> **Source extract**

::::::::

In the years following, most of the remaining Duwamish moved from their historical homelands along Lake Washington and along the Duwamish and Cedar Rivers to the Suquamish Reservation, with others moving to the Muckleshoot and Tulalip reservations, although some still stayed behind, refusing to move. Some of those who remained assimilated into white society. This period led to the modern split between the Duwamish descendants: the Muckleshoot, Suquamish, and eponymous Duwamish tribes. The remaining Duwamish were expelled from the town of Seattle following the passage of Town of Seattle Ordinance No. 5.

Efforts were made to increase the size of the already existing reservations or create another reservation for the Duwamish to accommodate the influx of people. G. A. Paige, the Indian Agent in charge of the Port Madison reservation, wrote in 1857 that a reservation should be established at the Lake Fork, as requested by the Duwamish. Around that time, around 150 Duwamish had requested to speak to Isaac Stevens about the creation of a reservation, and he promised to them that "if he were properly informed about their situation" he would create a reservation for them. In 1864, the Port Madison reservation was enlarged by executive order at the request of Seattle and a delegation of other natives. Proposals were made by the US Superintendent of Indian Affairs in 1866 to create another reservation in the Duwamish homeland near what is now Renton and Tukwila, but American settlers wrote to Arthur Denny, the territorial delegate to congress, complaining about the proposal. Denny himself signed the complaint petition, as well as David Denny, Henry Yesler, David "Doc" Maynard, and virtually all of Seattle's establishment, saying that "such a reservation would do a great injustice" and be "of little value to the Indians." The petition was forwarded to the BIA and subsequently, the proposal was blocked later that year. In 1868 President Andrew Johnson was recommended to sign an executive order to designate all land between the Green and White rivers as part of the Muckleshoot reservation. However, the order was either misplaced or set aside, and no action was taken. The Muckleshoot reservation was eventually expanded by executive order in 1874, in order to provide a home for the other Duwamish living on the lower Duwamish drainage system.

::::::::

> **Data listing**
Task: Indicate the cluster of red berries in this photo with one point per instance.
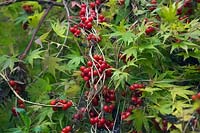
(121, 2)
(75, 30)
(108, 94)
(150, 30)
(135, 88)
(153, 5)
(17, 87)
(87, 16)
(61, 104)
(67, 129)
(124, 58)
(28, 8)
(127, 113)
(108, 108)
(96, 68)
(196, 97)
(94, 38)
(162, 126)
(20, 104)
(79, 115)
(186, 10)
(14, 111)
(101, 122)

::::::::

> **Exercise instructions**
A. Set down the passage on Duwamish history word for word, starting at "In the years" and ending at "Ordinance No. 5.".
B. According to the passage on Duwamish history, in what year was the Port Madison reservation enlarged by executive order?

> **Answers by item number**
A.
In the years following, most of the remaining Duwamish moved from their historical homelands along Lake Washington and along the Duwamish and Cedar Rivers to the Suquamish Reservation, with others moving to the Muckleshoot and Tulalip reservations, although some still stayed behind, refusing to move. Some of those who remained assimilated into white society. This period led to the modern split between the Duwamish descendants: the Muckleshoot, Suquamish, and eponymous Duwamish tribes. The remaining Duwamish were expelled from the town of Seattle following the passage of Town of Seattle Ordinance No. 5.

B. 1864